Transcribe all the data below exactly, leaving its pictures out.

● Dataset records:
··········

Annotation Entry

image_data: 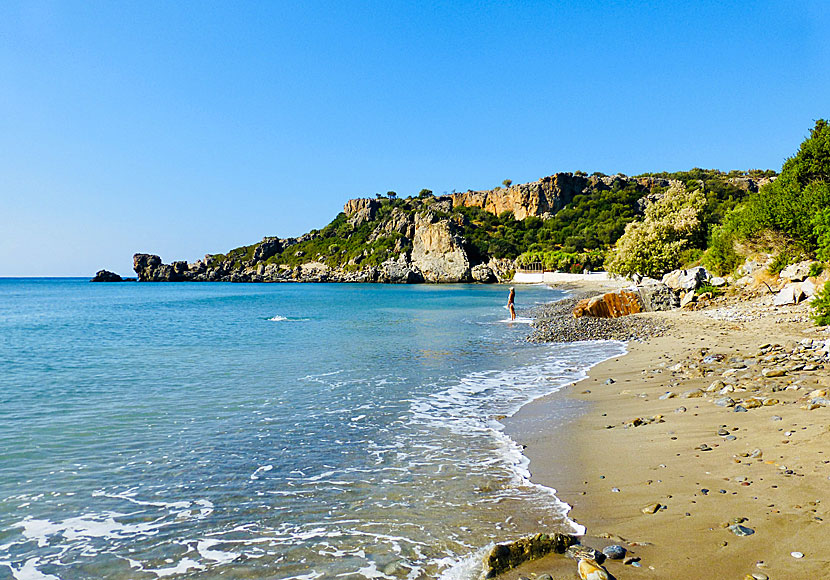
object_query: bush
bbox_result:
[703,221,742,275]
[809,262,825,278]
[811,281,830,326]
[605,183,705,278]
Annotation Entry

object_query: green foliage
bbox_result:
[695,282,723,296]
[502,179,512,188]
[605,183,706,278]
[809,262,825,278]
[811,281,830,326]
[517,249,606,272]
[768,250,798,275]
[737,120,830,251]
[703,220,743,275]
[418,189,433,198]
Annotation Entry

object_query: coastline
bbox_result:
[501,285,830,579]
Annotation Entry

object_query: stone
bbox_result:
[641,502,662,514]
[471,264,497,283]
[801,279,817,298]
[683,389,704,398]
[780,260,812,281]
[662,266,710,292]
[566,545,605,563]
[791,551,804,558]
[90,269,123,282]
[601,545,626,560]
[410,212,471,282]
[573,291,644,318]
[729,524,755,536]
[715,397,736,407]
[762,368,786,377]
[773,284,806,306]
[637,282,680,311]
[577,558,610,580]
[710,276,727,286]
[252,237,283,262]
[680,290,697,308]
[481,533,577,577]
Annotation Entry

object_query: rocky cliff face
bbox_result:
[449,173,588,219]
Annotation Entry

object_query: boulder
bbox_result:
[481,533,577,578]
[410,212,471,282]
[637,283,680,311]
[680,290,696,308]
[380,255,423,284]
[343,198,380,226]
[710,276,727,287]
[253,237,283,262]
[573,291,643,318]
[662,266,710,292]
[780,260,812,282]
[90,270,123,282]
[471,264,497,283]
[773,284,806,306]
[800,280,817,298]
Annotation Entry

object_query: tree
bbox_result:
[502,179,512,188]
[605,182,706,278]
[387,191,397,199]
[375,193,383,199]
[418,189,433,198]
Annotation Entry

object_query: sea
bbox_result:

··········

● Solution for this task:
Annotation Entry

image_data: 
object_query: bush
bbox_result:
[703,221,742,275]
[809,262,825,278]
[811,281,830,326]
[605,183,705,278]
Annotation Entry

object_query: green foliage
bbox_result:
[695,282,723,296]
[502,179,512,188]
[605,183,706,278]
[809,262,825,278]
[811,281,830,326]
[517,249,606,272]
[768,250,798,275]
[737,120,830,251]
[703,220,743,275]
[418,189,433,198]
Annotation Entry

object_query: coastline
bbox_result:
[501,285,830,579]
Annotation Entry

object_query: stone
bbox_result:
[641,502,662,514]
[471,264,497,283]
[801,279,817,298]
[683,389,704,398]
[780,260,812,281]
[662,266,710,292]
[566,545,605,563]
[791,551,804,558]
[90,269,123,282]
[601,545,626,560]
[410,212,471,282]
[573,291,644,318]
[729,524,755,536]
[715,397,736,407]
[762,368,786,377]
[773,284,806,306]
[637,282,680,311]
[577,558,610,580]
[710,276,727,286]
[252,237,283,262]
[680,290,697,308]
[481,533,577,577]
Annotation Entry

object_query: rocky cliff face
bbox_result:
[449,173,588,219]
Annotation Entry

object_query: boulder
bbox_result:
[481,533,577,578]
[410,212,471,282]
[637,283,680,311]
[680,290,696,308]
[380,255,423,284]
[343,198,380,226]
[710,276,727,287]
[253,237,283,262]
[573,291,643,318]
[662,266,710,292]
[780,260,812,282]
[90,270,123,282]
[471,264,497,283]
[773,284,806,306]
[800,280,817,298]
Annotation Entry

object_query: tree
bbox_result:
[502,179,512,188]
[605,182,706,278]
[387,191,397,199]
[375,193,383,199]
[418,189,433,198]
Annotation Entry

object_query: sea
bbox_result:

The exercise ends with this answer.